Trecho de origem

---

Vedação
só é válida quando tatuagem ferir princípios constitucionais.
Por maioria, o Plenário do
Supremo Tribunal Federal (STF), em sessão desta quarta-feira (17), julgou
inconstitucional a proibição de tatuagens a candidatos a cargo público
estabelecida em leis e editais de concurso público. Foi dado provimento ao
Recurso Extraordinário (RE) 898450, com repercussão geral reconhecida, em que
um candidato a soldado da Polícia Militar de São Paulo foi eliminado por ter
tatuagem na perna. “Editais de concurso público não podem estabelecer restrição
a pessoas com tatuagem, salvo situações excepcionais, em razão de conteúdo que
viole valores constitucionais”, foi a tese de repercussão geral fixada.
O relator do RE, ministro
Luiz Fux, observou que a criação de barreiras arbitrárias para impedir o acesso
de candidatos a cargos públicos fere os princípios constitucionais da isonomia
e da razoabilidade. Em seu entendimento, qualquer obstáculo a acesso a cargo
público deve estar relacionado unicamente ao exercício das funções como, por
exemplo, idade ou altura que impossibilitem o exercício de funções específicas.
Salientou que a jurisprudência do STF prevê que o limite de idade previsto em
lei é constitucional, desde que justificável em relação à natureza das
atribuições do cargo a ser exercido.
O ministro destacou que a
tatuagem, por si só, não pode ser confundida como uma transgressão ou conduta
atentatória aos bons costumes. Segundo ele, a tatuagem passou a representar uma
autêntica forma de liberdade de manifestação do indivíduo, pela qual não pode
ser punido, sob pena de flagrante violação dos princípios constitucionais. Para
o ministro Fux, o respeito à democracia não se dá apenas na realização de
eleições livres, mas também quando se permite aos cidadãos se manifestarem da
forma que quiserem, desde que isso não represente ofensa direta a grupos ou
princípios e valores éticos.

---

Material de origem

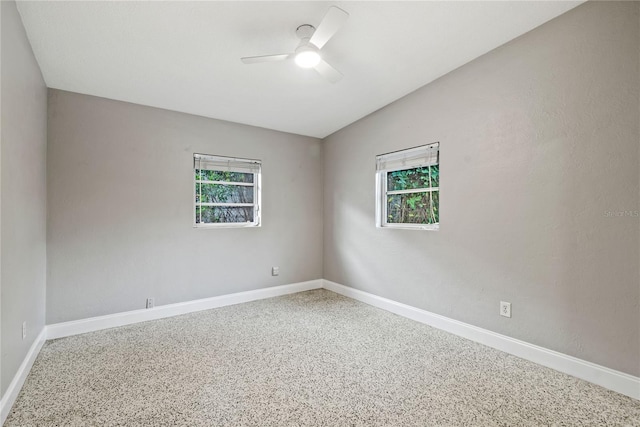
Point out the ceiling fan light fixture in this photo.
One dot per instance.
(307, 57)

---

Requisitos do exercício
(a) Responda, com base no trecho sobre tatuagens em concursos, a estas perguntas:
(i) Qual é o número do recurso extraordinário julgado pelo Plenário do STF?
(ii) Por que o candidato a soldado da Polícia Militar de São Paulo foi eliminado?
(iii) Segundo o relator, quais princípios constitucionais são feridos pela criação de barreiras arbitrárias ao acesso a cargos públicos?
(b) Por favor, explique em até três frases por que, segundo o ministro Fux no trecho sobre tatuagens em concursos, uma pessoa não pode ser punida por ter tatuagem.

Respostas corretas
(a)
(i) RE 898450.
(ii) Por ter tatuagem na perna.
(iii) Os princípios da isonomia e da razoabilidade.

(b) Para o ministro Fux, a tatuagem, por si só, não é uma transgressão nem uma conduta contrária aos bons costumes. Ela passou a representar uma autêntica forma de liberdade de manifestação do indivíduo. Punir alguém por ela seria uma violação flagrante dos princípios constitucionais.